Natural-language object grounding data:
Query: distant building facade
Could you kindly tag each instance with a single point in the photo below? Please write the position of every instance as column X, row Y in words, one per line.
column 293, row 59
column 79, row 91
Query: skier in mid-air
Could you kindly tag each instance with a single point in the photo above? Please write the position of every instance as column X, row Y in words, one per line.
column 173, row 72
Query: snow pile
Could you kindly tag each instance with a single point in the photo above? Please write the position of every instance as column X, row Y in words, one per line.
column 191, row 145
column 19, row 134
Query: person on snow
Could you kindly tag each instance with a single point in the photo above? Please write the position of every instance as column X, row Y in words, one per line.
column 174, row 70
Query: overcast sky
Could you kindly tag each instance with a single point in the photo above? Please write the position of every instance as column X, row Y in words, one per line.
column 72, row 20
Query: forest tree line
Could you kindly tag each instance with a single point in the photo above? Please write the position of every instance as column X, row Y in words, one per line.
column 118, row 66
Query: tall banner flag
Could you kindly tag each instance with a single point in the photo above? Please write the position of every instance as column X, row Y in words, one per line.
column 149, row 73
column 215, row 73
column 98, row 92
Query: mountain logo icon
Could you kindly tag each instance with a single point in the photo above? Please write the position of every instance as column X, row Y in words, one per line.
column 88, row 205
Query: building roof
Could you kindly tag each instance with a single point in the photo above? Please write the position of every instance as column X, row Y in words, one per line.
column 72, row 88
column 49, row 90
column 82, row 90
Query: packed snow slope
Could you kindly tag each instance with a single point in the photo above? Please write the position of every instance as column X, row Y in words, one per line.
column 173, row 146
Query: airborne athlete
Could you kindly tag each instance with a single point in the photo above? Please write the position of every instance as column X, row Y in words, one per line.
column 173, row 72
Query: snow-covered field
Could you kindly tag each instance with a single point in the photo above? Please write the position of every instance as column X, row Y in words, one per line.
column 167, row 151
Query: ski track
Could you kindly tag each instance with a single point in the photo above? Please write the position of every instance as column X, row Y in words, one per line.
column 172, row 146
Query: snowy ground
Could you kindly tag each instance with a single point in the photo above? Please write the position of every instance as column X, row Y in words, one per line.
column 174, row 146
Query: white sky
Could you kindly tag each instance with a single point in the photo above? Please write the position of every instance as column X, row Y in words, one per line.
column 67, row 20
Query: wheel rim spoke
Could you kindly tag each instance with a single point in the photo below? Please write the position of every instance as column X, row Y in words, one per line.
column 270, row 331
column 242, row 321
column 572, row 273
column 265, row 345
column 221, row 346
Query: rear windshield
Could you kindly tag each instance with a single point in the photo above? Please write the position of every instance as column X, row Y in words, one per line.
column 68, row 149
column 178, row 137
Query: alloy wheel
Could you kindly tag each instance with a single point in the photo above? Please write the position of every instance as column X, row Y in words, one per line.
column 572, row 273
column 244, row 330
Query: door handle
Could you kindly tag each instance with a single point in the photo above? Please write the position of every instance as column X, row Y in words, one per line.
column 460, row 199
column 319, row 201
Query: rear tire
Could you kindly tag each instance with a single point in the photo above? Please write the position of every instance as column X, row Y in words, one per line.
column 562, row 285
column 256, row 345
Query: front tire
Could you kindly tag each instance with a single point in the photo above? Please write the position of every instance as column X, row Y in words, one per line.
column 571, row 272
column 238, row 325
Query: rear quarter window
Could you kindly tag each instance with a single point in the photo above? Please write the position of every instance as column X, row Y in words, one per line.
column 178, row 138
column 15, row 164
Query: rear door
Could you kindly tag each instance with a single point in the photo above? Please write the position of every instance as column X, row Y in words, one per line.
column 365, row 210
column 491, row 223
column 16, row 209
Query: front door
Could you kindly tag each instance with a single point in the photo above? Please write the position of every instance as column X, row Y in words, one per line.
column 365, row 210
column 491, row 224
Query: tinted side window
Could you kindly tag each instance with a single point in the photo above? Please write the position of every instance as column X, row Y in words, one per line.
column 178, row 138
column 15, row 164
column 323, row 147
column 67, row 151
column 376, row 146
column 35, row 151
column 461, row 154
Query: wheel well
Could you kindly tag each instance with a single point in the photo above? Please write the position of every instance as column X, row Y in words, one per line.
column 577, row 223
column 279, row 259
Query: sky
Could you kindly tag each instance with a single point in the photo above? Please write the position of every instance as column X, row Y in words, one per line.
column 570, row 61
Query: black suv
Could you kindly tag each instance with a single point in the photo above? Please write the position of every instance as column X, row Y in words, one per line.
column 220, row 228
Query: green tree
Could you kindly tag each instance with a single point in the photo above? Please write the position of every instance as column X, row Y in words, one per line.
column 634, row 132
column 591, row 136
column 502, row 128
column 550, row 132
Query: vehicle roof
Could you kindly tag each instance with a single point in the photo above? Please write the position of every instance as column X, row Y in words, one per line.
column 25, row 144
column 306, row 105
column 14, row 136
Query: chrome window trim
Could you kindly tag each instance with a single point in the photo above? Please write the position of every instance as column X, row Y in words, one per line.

▶ **What is needed**:
Scan the entries above, and wherever a line holds the string "window", copy it.

▶ **Written reply**:
Query: rear quarter window
Query: tinted side window
Query: chrome window trim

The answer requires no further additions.